### [PROBLEM REQUIREMENTS]
The line with "point(338, 229)", the line with "point(296, 62)", and all lines between them in the material below: return these exactly, and no others.

-- INPUT DATA follows --

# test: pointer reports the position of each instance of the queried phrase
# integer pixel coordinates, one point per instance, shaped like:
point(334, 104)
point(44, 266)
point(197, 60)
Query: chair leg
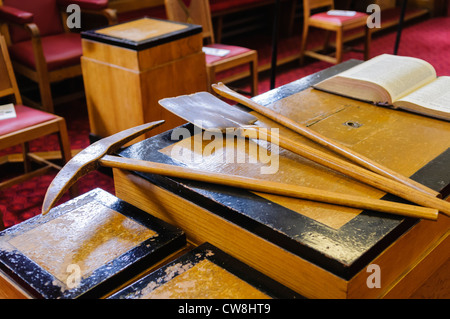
point(26, 159)
point(339, 46)
point(254, 75)
point(326, 44)
point(66, 155)
point(367, 41)
point(211, 74)
point(46, 95)
point(2, 224)
point(303, 44)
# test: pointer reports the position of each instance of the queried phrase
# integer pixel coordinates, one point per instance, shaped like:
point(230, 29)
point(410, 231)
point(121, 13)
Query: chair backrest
point(192, 11)
point(46, 14)
point(8, 83)
point(309, 5)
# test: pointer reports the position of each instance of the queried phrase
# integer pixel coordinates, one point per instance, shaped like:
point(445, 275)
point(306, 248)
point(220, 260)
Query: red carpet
point(429, 40)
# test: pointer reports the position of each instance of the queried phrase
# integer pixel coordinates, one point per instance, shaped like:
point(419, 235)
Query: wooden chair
point(337, 24)
point(41, 45)
point(29, 124)
point(198, 12)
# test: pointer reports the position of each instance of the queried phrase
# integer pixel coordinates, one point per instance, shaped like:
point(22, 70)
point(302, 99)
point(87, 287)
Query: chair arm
point(10, 14)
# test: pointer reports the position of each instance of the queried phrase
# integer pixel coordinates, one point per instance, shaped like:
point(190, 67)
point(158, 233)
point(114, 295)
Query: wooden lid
point(143, 33)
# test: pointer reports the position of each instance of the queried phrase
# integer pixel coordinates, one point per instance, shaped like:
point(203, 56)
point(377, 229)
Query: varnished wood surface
point(384, 135)
point(142, 29)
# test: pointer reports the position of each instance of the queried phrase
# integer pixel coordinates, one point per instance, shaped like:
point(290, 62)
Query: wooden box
point(318, 250)
point(83, 248)
point(129, 67)
point(205, 273)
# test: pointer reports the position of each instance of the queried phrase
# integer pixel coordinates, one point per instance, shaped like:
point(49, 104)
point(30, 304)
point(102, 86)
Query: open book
point(401, 82)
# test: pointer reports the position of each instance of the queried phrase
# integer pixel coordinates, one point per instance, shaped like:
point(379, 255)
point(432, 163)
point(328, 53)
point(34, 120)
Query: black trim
point(145, 44)
point(209, 252)
point(357, 242)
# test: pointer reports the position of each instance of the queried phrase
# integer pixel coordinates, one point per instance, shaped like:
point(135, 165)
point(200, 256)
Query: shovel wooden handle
point(226, 92)
point(269, 187)
point(349, 169)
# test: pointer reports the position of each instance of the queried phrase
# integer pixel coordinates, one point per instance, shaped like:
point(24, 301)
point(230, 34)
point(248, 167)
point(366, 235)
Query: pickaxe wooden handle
point(226, 92)
point(269, 187)
point(97, 154)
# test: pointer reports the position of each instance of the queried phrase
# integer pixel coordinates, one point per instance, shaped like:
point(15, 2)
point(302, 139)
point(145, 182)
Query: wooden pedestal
point(128, 68)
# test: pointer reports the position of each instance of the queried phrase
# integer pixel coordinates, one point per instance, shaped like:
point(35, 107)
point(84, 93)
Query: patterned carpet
point(429, 40)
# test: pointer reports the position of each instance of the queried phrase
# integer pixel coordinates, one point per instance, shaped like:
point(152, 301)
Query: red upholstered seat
point(234, 51)
point(61, 50)
point(41, 47)
point(26, 117)
point(45, 15)
point(338, 20)
point(221, 5)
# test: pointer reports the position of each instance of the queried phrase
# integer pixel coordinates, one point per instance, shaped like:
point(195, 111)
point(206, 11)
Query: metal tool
point(330, 144)
point(184, 106)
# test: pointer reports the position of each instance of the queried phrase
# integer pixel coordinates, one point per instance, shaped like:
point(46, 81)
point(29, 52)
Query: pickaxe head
point(88, 160)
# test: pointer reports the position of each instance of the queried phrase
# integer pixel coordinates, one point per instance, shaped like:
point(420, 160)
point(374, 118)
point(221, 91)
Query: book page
point(435, 96)
point(399, 75)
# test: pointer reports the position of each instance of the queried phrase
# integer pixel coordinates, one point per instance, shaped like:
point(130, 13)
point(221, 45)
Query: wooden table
point(318, 250)
point(128, 68)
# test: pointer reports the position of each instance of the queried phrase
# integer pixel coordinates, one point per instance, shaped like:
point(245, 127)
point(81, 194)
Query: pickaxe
point(97, 155)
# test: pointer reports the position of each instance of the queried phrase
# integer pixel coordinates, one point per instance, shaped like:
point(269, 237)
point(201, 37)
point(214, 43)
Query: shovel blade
point(207, 111)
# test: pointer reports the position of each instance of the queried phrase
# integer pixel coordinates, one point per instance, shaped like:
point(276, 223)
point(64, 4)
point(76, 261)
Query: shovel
point(210, 113)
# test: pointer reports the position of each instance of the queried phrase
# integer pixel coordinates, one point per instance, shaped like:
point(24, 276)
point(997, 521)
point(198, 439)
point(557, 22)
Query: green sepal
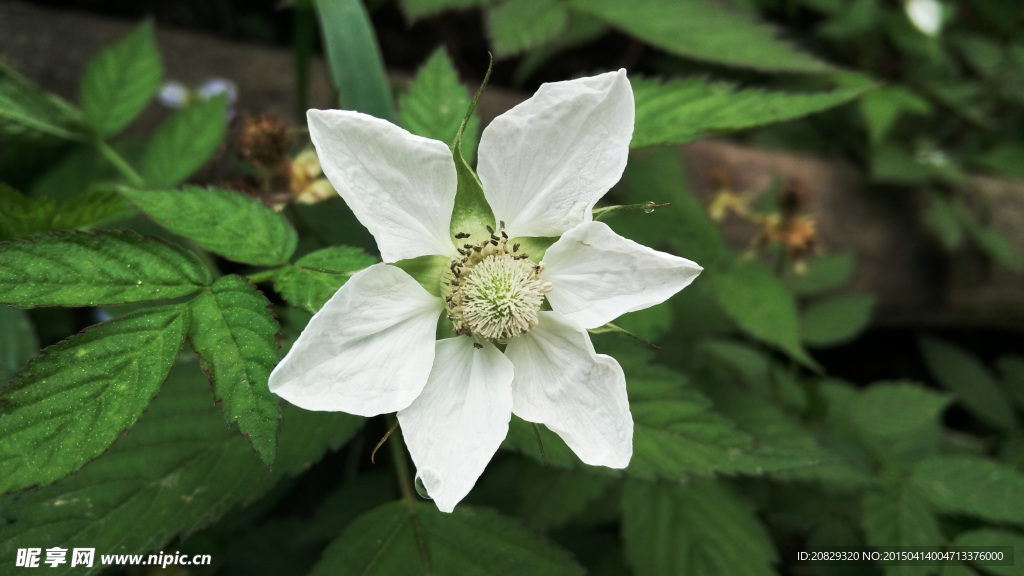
point(646, 207)
point(428, 271)
point(471, 213)
point(535, 246)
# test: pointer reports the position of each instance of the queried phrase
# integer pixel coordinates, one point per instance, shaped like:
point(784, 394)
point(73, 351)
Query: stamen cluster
point(495, 292)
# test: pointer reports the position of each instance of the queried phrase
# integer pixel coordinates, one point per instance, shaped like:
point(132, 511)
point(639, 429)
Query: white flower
point(372, 348)
point(925, 14)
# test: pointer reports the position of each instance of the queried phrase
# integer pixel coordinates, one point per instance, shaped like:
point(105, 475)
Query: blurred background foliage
point(775, 410)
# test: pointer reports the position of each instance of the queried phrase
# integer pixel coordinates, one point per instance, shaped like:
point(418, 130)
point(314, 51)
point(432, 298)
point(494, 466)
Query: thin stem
point(400, 465)
point(120, 163)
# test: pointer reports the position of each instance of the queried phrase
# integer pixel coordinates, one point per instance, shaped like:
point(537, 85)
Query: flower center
point(495, 293)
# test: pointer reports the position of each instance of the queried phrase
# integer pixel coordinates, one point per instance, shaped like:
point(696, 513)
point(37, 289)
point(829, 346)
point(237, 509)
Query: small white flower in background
point(925, 14)
point(175, 94)
point(372, 348)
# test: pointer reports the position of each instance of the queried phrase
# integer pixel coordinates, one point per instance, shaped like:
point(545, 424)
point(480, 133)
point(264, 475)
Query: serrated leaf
point(962, 373)
point(823, 274)
point(353, 57)
point(76, 399)
point(403, 538)
point(758, 301)
point(676, 434)
point(705, 30)
point(898, 516)
point(973, 486)
point(28, 112)
point(836, 320)
point(436, 103)
point(549, 497)
point(88, 270)
point(180, 468)
point(658, 176)
point(681, 111)
point(988, 537)
point(184, 141)
point(416, 9)
point(17, 341)
point(699, 528)
point(899, 422)
point(225, 221)
point(233, 332)
point(314, 278)
point(22, 216)
point(121, 80)
point(515, 26)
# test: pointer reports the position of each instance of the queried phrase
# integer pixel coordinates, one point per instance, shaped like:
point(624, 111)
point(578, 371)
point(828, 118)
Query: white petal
point(456, 425)
point(368, 351)
point(400, 187)
point(546, 162)
point(580, 395)
point(597, 276)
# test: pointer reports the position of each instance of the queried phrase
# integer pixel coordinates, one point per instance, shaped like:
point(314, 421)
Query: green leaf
point(184, 141)
point(75, 269)
point(973, 486)
point(17, 341)
point(314, 278)
point(836, 320)
point(404, 538)
point(225, 221)
point(416, 9)
point(471, 213)
point(699, 528)
point(179, 469)
point(22, 216)
point(1012, 370)
point(516, 26)
point(760, 303)
point(28, 112)
point(436, 103)
point(962, 373)
point(78, 397)
point(681, 111)
point(899, 422)
point(882, 107)
point(899, 516)
point(658, 176)
point(354, 58)
point(991, 537)
point(676, 434)
point(705, 30)
point(823, 274)
point(121, 80)
point(549, 498)
point(233, 332)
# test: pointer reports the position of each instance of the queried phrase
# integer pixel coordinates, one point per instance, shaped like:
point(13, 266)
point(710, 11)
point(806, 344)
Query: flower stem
point(400, 465)
point(120, 163)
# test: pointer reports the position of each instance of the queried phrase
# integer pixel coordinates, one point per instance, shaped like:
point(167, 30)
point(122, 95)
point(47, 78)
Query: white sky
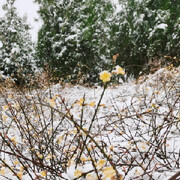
point(29, 8)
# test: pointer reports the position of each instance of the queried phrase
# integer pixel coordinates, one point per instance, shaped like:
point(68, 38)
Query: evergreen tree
point(75, 37)
point(147, 29)
point(16, 51)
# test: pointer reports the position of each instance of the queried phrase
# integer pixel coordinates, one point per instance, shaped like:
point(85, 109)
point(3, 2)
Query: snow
point(29, 9)
point(124, 122)
point(162, 26)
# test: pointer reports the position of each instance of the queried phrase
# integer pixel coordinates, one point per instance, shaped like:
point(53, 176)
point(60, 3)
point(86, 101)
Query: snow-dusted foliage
point(75, 38)
point(147, 28)
point(16, 47)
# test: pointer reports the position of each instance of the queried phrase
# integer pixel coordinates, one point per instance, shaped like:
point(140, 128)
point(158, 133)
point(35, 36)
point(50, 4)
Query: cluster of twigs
point(43, 138)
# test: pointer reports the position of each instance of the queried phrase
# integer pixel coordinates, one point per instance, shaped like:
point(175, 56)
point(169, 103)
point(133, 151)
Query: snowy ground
point(135, 129)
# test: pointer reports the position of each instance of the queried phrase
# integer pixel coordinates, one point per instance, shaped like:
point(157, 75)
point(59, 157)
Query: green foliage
point(16, 52)
point(147, 29)
point(75, 38)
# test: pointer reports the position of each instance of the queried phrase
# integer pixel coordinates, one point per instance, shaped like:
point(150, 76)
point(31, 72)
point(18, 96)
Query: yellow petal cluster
point(109, 172)
point(105, 76)
point(77, 173)
point(119, 70)
point(100, 163)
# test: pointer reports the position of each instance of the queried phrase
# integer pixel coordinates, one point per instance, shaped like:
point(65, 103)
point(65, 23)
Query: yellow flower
point(119, 70)
point(43, 173)
point(90, 177)
point(105, 76)
point(109, 172)
point(16, 162)
point(19, 174)
point(77, 173)
point(92, 104)
point(101, 163)
point(2, 171)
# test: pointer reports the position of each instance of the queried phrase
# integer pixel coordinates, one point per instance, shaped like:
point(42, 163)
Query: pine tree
point(16, 51)
point(75, 37)
point(148, 29)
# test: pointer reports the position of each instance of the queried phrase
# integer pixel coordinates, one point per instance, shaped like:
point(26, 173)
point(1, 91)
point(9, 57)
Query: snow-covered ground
point(134, 130)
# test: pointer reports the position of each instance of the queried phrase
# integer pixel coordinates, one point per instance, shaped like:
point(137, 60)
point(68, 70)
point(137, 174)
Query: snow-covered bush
point(16, 47)
point(75, 39)
point(126, 132)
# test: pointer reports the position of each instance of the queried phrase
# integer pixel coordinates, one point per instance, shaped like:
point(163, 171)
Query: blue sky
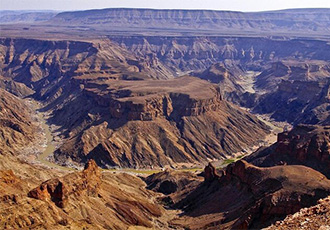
point(239, 5)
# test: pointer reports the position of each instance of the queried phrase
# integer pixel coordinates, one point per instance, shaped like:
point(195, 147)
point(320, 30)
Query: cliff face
point(246, 196)
point(314, 21)
point(304, 145)
point(17, 129)
point(175, 121)
point(48, 66)
point(182, 54)
point(297, 92)
point(86, 199)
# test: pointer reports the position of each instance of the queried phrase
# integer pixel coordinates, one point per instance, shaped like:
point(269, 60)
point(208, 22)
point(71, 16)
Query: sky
point(236, 5)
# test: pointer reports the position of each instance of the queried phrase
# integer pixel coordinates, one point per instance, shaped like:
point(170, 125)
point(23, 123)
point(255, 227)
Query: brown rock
point(210, 173)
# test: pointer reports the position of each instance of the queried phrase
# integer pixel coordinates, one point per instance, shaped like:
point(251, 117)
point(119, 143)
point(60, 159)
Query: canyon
point(164, 119)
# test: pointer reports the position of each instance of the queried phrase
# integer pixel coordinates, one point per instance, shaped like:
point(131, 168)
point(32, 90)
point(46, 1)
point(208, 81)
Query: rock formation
point(183, 120)
point(247, 196)
point(17, 130)
point(304, 145)
point(315, 217)
point(86, 199)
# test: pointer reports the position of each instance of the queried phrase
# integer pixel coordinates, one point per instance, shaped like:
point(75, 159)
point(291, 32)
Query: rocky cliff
point(304, 145)
point(249, 197)
point(300, 21)
point(86, 199)
point(153, 123)
point(17, 130)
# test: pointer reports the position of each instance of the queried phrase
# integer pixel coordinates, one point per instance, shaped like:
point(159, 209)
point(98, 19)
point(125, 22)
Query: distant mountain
point(316, 21)
point(8, 16)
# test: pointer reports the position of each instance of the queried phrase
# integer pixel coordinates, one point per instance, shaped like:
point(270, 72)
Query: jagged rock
point(247, 196)
point(315, 217)
point(303, 145)
point(17, 131)
point(59, 190)
point(210, 173)
point(170, 181)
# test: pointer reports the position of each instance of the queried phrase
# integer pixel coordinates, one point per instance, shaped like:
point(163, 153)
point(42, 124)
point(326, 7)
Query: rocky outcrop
point(302, 21)
point(303, 145)
point(210, 173)
point(171, 181)
point(59, 190)
point(17, 130)
point(183, 120)
point(298, 94)
point(86, 199)
point(246, 196)
point(315, 217)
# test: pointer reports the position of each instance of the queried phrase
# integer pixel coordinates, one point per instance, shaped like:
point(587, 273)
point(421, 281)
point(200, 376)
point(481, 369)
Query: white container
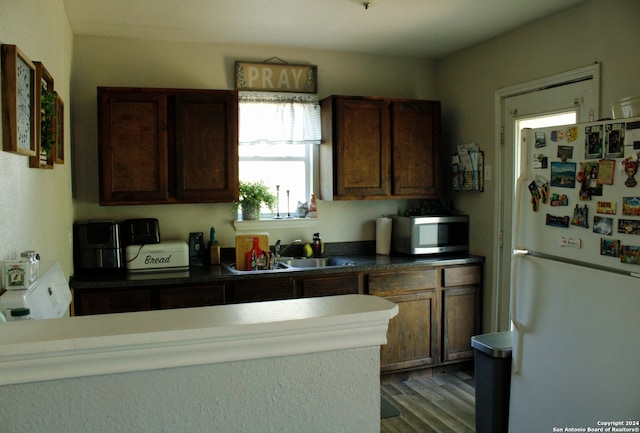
point(15, 275)
point(383, 236)
point(164, 255)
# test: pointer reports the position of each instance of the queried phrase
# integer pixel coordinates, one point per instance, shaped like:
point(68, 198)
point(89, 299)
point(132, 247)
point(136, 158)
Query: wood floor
point(440, 404)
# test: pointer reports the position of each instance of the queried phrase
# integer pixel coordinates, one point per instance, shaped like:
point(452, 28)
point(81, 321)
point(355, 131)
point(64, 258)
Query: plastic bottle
point(317, 245)
point(253, 255)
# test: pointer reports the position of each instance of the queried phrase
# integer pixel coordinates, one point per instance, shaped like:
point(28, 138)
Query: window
point(277, 134)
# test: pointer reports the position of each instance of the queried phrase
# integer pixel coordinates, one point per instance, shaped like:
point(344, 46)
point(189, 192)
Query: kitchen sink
point(298, 263)
point(313, 262)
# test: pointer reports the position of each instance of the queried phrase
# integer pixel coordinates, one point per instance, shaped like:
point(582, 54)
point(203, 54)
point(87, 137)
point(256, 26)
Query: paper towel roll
point(383, 236)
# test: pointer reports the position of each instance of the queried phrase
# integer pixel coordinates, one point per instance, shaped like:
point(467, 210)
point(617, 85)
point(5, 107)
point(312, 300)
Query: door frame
point(591, 72)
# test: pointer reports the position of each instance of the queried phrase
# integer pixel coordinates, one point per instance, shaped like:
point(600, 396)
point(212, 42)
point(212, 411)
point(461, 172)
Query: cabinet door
point(132, 141)
point(411, 337)
point(461, 310)
point(461, 321)
point(415, 148)
point(361, 151)
point(335, 285)
point(258, 290)
point(190, 296)
point(86, 302)
point(207, 146)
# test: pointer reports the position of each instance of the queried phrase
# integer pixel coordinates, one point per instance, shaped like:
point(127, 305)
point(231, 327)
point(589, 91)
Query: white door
point(536, 104)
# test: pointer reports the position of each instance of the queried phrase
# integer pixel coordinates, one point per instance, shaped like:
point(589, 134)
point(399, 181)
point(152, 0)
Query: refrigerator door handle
point(517, 326)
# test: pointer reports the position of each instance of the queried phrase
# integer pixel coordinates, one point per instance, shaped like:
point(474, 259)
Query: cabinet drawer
point(260, 290)
point(403, 281)
point(462, 276)
point(326, 286)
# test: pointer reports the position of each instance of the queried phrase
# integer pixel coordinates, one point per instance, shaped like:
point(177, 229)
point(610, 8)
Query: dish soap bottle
point(252, 256)
point(317, 245)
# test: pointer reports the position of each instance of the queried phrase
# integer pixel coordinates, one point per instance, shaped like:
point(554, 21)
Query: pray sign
point(269, 77)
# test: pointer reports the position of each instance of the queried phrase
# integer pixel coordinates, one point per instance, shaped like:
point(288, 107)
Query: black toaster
point(140, 231)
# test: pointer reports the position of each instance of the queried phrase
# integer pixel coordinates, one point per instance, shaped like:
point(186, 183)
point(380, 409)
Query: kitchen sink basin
point(298, 263)
point(313, 262)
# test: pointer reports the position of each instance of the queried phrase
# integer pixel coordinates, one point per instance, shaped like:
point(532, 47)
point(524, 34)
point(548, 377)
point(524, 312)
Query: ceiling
point(409, 28)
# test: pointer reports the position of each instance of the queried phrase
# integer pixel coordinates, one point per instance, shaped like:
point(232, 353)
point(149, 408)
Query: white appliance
point(575, 305)
point(47, 298)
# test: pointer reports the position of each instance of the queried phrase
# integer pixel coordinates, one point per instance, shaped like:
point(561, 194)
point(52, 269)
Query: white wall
point(36, 205)
point(332, 392)
point(120, 62)
point(597, 31)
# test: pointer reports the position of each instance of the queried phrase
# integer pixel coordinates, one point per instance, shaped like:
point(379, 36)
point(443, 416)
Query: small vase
point(250, 212)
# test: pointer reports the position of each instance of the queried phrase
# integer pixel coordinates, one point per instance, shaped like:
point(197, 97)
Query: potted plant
point(252, 195)
point(47, 122)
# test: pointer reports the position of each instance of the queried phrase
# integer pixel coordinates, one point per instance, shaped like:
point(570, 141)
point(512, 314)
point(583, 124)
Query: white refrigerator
point(575, 283)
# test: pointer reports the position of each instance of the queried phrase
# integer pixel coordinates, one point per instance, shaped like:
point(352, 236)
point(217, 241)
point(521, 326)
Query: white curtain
point(283, 118)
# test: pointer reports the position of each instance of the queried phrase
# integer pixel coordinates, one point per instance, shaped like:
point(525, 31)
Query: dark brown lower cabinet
point(411, 338)
point(439, 312)
point(258, 290)
point(192, 296)
point(104, 301)
point(334, 285)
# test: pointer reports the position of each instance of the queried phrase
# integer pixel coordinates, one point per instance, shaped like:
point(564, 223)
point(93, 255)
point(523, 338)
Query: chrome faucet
point(279, 251)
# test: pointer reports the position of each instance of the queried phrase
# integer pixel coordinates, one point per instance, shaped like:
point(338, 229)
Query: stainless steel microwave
point(430, 234)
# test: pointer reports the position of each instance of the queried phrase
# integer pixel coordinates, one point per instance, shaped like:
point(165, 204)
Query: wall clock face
point(24, 100)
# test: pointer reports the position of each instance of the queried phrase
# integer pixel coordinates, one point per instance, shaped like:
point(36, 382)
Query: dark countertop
point(223, 274)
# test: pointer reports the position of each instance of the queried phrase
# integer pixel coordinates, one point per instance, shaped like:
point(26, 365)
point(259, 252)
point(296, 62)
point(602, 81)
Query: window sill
point(265, 224)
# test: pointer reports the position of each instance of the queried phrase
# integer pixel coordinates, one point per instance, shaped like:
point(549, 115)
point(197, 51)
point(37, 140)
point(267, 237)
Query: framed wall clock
point(18, 102)
point(45, 120)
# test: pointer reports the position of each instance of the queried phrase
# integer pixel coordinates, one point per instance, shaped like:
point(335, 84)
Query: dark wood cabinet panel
point(379, 148)
point(334, 285)
point(462, 275)
point(460, 321)
point(260, 290)
point(104, 301)
point(415, 148)
point(190, 296)
point(132, 133)
point(207, 146)
point(403, 281)
point(411, 338)
point(439, 312)
point(167, 145)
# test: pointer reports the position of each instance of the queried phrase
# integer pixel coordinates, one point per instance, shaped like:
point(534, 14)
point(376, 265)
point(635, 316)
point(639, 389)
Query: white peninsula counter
point(301, 365)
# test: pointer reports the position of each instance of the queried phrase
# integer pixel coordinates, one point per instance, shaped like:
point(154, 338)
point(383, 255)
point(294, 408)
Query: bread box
point(161, 256)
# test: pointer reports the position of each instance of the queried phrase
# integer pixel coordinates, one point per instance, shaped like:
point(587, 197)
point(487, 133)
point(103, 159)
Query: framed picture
point(18, 102)
point(45, 119)
point(58, 154)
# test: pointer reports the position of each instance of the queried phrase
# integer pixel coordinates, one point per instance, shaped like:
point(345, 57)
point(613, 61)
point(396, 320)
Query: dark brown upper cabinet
point(379, 148)
point(163, 146)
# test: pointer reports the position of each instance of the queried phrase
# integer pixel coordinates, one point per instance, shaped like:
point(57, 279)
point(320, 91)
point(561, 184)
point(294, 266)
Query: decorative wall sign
point(276, 77)
point(18, 102)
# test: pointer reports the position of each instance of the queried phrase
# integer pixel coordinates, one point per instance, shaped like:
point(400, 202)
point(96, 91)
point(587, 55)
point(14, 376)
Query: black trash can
point(492, 358)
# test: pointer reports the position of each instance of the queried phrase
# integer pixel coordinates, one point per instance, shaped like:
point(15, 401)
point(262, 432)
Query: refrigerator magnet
point(557, 221)
point(580, 216)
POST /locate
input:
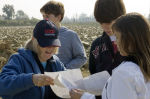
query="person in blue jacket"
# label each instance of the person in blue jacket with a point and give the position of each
(23, 76)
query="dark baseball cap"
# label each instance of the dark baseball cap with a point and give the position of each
(46, 33)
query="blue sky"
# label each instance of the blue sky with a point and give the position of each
(73, 7)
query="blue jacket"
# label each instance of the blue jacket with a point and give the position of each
(16, 76)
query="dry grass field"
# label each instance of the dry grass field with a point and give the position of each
(11, 38)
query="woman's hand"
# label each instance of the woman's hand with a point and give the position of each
(42, 80)
(76, 93)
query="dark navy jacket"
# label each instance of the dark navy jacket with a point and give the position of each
(102, 55)
(16, 76)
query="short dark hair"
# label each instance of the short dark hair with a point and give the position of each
(106, 11)
(53, 7)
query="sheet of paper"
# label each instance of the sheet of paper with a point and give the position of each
(66, 80)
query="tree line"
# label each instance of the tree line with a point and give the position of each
(10, 18)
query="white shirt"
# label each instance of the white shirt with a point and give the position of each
(127, 82)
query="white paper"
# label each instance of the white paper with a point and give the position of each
(60, 88)
(64, 81)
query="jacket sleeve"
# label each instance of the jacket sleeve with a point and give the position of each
(79, 57)
(87, 96)
(123, 86)
(92, 67)
(12, 80)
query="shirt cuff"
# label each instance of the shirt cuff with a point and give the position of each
(87, 96)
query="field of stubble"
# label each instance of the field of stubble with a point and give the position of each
(11, 38)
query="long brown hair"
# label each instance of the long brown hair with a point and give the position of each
(105, 11)
(134, 32)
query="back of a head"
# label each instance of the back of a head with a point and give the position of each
(106, 11)
(134, 32)
(53, 7)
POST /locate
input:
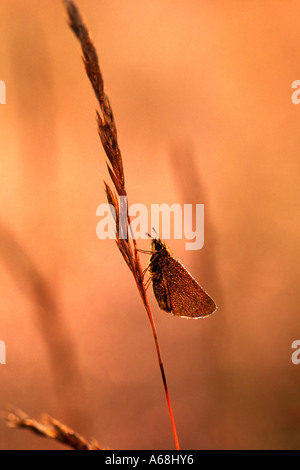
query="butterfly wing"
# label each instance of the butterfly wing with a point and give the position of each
(185, 297)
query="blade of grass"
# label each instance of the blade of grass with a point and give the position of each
(108, 135)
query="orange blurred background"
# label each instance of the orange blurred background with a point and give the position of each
(201, 93)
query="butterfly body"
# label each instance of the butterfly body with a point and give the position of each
(174, 287)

-- INPUT DATA concluded --

### [ANSWER SPACE]
point(338, 229)
Query: stainless steel microwave
point(430, 234)
# test: pointer reports the position of each instance of the queried phrase
# integer pixel coordinates, one point per instance, shaped like:
point(165, 204)
Query: wall clock face
point(24, 100)
# test: pointer reports the position of each instance of the queried phrase
# integer pixel coordinates, one point per instance, shaped like:
point(36, 382)
Query: dark countertop
point(223, 274)
# test: pointer reports the position of each instance of the queried phrase
# integer pixel coordinates, one point per instance, shaped like:
point(26, 365)
point(259, 252)
point(296, 62)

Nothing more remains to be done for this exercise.